Data in this exercise: Begin

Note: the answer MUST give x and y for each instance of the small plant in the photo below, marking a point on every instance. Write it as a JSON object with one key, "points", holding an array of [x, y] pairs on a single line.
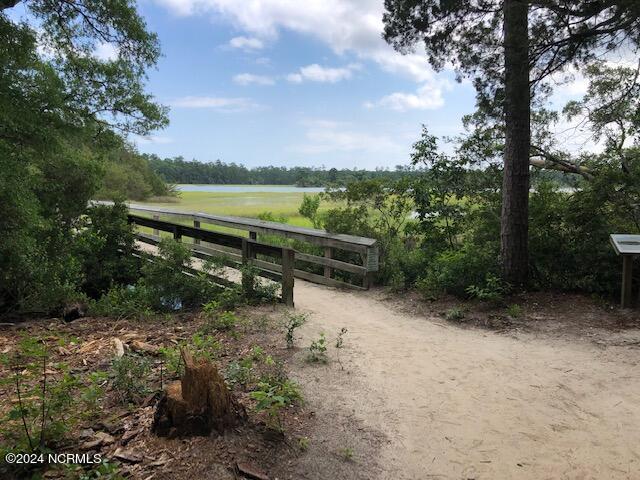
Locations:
{"points": [[293, 321], [346, 453], [129, 375], [239, 372], [92, 393], [273, 395], [455, 314], [340, 338], [303, 443], [318, 350], [493, 290], [514, 310]]}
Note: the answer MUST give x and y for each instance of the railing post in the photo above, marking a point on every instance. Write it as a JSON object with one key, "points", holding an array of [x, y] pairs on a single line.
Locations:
{"points": [[627, 278], [156, 233], [288, 260], [196, 224], [328, 253]]}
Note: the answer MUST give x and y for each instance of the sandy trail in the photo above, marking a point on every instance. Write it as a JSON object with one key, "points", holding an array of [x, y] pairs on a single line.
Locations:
{"points": [[471, 404]]}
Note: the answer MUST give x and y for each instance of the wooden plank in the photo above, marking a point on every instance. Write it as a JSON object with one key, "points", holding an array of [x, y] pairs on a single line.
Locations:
{"points": [[336, 264], [312, 277], [627, 277], [288, 264], [328, 253], [196, 224]]}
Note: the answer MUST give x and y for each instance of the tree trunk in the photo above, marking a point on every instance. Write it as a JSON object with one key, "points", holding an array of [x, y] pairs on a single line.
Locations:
{"points": [[515, 185]]}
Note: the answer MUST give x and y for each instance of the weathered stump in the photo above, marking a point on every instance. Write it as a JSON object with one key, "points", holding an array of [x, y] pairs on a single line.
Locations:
{"points": [[198, 403]]}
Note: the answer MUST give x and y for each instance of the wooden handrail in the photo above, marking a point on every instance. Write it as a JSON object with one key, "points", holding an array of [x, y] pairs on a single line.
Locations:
{"points": [[250, 248]]}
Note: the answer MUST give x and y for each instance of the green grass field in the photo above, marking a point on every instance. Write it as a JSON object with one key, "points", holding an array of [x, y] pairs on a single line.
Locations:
{"points": [[245, 204]]}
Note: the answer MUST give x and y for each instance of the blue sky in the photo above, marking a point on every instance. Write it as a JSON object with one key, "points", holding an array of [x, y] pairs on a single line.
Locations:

Data in this exercise: End

Exercise goal :: An exact copy is required of the lines from the start of the records above through the line with "of the railing", and only those, without any pictures.

Answer section ::
Note: the answer MUST give x and y for each instance of the small plant in the photo below, marking a point on every instance. Write it as a JSON object with one key, "points", holding an array of [x, y] pairs on a single line.
Locations:
{"points": [[293, 321], [346, 453], [129, 375], [239, 372], [92, 393], [273, 395], [455, 314], [340, 338], [303, 443], [318, 350], [493, 290], [514, 310]]}
Note: the answer MUST give x and y for each instance of the railing post in the photo above, marking a point on every instance. Write it as a JSON object with one key, "points", holding an array of [x, y] pairs on a single line.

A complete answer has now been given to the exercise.